> **Problem**: Reproduce the passage of the forecasting excerpt below from "What this chapter" to "as of 2026.", word for word.

Frontier: Probabilistic, Multivariate, and Causal Forecasting

The classical-vs-deep-vs-foundation arc covers most of this chapter. Three further directions are active in 2026 and worth flagging because they will likely define forecasting practice over the next several years: probabilistic forecasting at scale, multivariate generalisation, and the slow integration of causal reasoning.

Probabilistic forecasting at scale

The shift from point forecasts to distribution forecasts — discussed in Section 06 in the context of Bayesian methods — is now spreading through the deep-learning lineage. Modern forecasting models increasingly emit either a parametric distribution (Gaussian, mixture of Gaussians, Student-t) or a quantile prediction (the 10th, 25th, 50th, 75th, 90th percentiles of the future). The foundation models are largely built around probabilistic objectives from the start. The remaining engineering question is calibration: are the predicted distributions actually calibrated against the realised outcomes? Tools for measuring and recalibrating forecast distributions (conformal prediction for time series, isotonic recalibration) are becoming standard parts of the deployment pipeline.

Multivariate and panel forecasting

A second frontier is the move from univariate to genuinely multivariate forecasting. Most of the methods in this chapter were designed for univariate series; multivariate handling has been a side feature at best. The 2024–2026 foundation models have started to take multivariate seriously — Moirai in particular is built around the multivariate case — but the question of how to model cross-series dependencies efficiently is still open. The related problem is panel forecasting: handling thousands or millions of related but distinct series (every product in a catalogue, every house in a real-estate market, every patient in a clinical trial), with appropriate sharing of statistical strength across them. Hierarchical and grouped time-series methods classical have been around for decades; the foundation-model lineage is starting to absorb them.

Causal forecasting

Most forecasting methods produce conditional forecasts: given the past, what will the future look like under business as usual? But the questions decision-makers actually want answered are counterfactual: what will the future look like if we run a particular promotion, change a price, deploy a new product? Causal forecasting — which connects directly to Chapter 03 on causal inference later in this Part — is the discipline of producing forecasts that are valid under interventions, not just under continuation of historical patterns. The intersection of causal inference and forecasting is one of the most consequential research areas in 2026, and the answers will reshape how decisions get made on top of forecasts. The chapters on causal inference and causal ML in this Part develop the theoretical framework; this chapter has set up the forecasting infrastructure on which causal forecasting builds.

What this chapter does not cover

Anomaly detection on time-series data is the subject of Chapter 02 (Anomaly Detection). The full causal framework — potential outcomes, DAGs, do-calculus, and the methods for estimating causal effects from observational data — is the subject of Chapter 03 (Causal Inference) and Chapter 04 (Causal Machine Learning). Survival analysis, which models time-to-event data with censoring (when did this customer churn? when will this machine fail?), is the subject of Chapter 06 (Survival Analysis & Event Modeling). And the broader question of how foundation models for time series will integrate with the foundation-model trends in language and vision — multimodal time series, language-conditioned forecasting, agents that reason over time-series streams — is the most active research frontier in the field as of 2026.

Time series is the data type behind every forecasting decision in modern operations. The classical methods of this chapter remain the foundation; the deep-learning era refined the architectures; the foundation-model era has fundamentally changed the workflow. A practitioner who understands all three layers — and who knows when to reach for which — is the one who can build forecasting systems that decision-makers actually trust.

> **Recorded data**:

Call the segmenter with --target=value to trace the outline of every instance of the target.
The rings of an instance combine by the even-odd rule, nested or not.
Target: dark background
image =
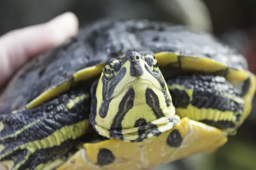
[[[256,8],[253,0],[0,0],[0,35],[67,11],[77,15],[80,26],[105,17],[167,21],[214,34],[243,54],[249,69],[256,73]],[[214,154],[155,169],[256,170],[256,111],[254,107],[237,134]]]

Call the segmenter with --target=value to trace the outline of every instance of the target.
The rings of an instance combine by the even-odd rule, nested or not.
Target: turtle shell
[[[163,65],[169,64],[169,69],[176,66],[210,72],[227,76],[234,84],[248,77],[244,71],[247,68],[244,57],[210,34],[164,22],[101,20],[85,27],[64,44],[28,62],[1,95],[0,113],[24,107],[79,70],[130,51],[161,53],[158,60]],[[168,52],[169,61],[163,52]],[[191,60],[195,65],[189,68]]]
[[[240,92],[245,102],[242,119],[249,114],[255,79],[247,70],[244,57],[235,50],[210,34],[184,26],[113,20],[88,26],[65,44],[28,62],[2,94],[0,113],[33,108],[81,81],[90,83],[99,77],[108,58],[130,51],[154,53],[164,76],[198,72],[223,76],[235,86],[241,85]],[[144,169],[195,153],[213,151],[226,142],[226,136],[216,128],[184,118],[173,129],[152,140],[128,143],[109,139],[85,144],[58,169],[100,169],[102,166],[104,169]],[[203,147],[194,147],[198,144]]]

> **Task output**:
What this chapter does not cover

Anomaly detection on time-series data is the subject of Chapter 02 (Anomaly Detection). The full causal framework — potential outcomes, DAGs, do-calculus, and the methods for estimating causal effects from observational data — is the subject of Chapter 03 (Causal Inference) and Chapter 04 (Causal Machine Learning). Survival analysis, which models time-to-event data with censoring (when did this customer churn? when will this machine fail?), is the subject of Chapter 06 (Survival Analysis & Event Modeling). And the broader question of how foundation models for time series will integrate with the foundation-model trends in language and vision — multimodal time series, language-conditioned forecasting, agents that reason over time-series streams — is the most active research frontier in the field as of 2026.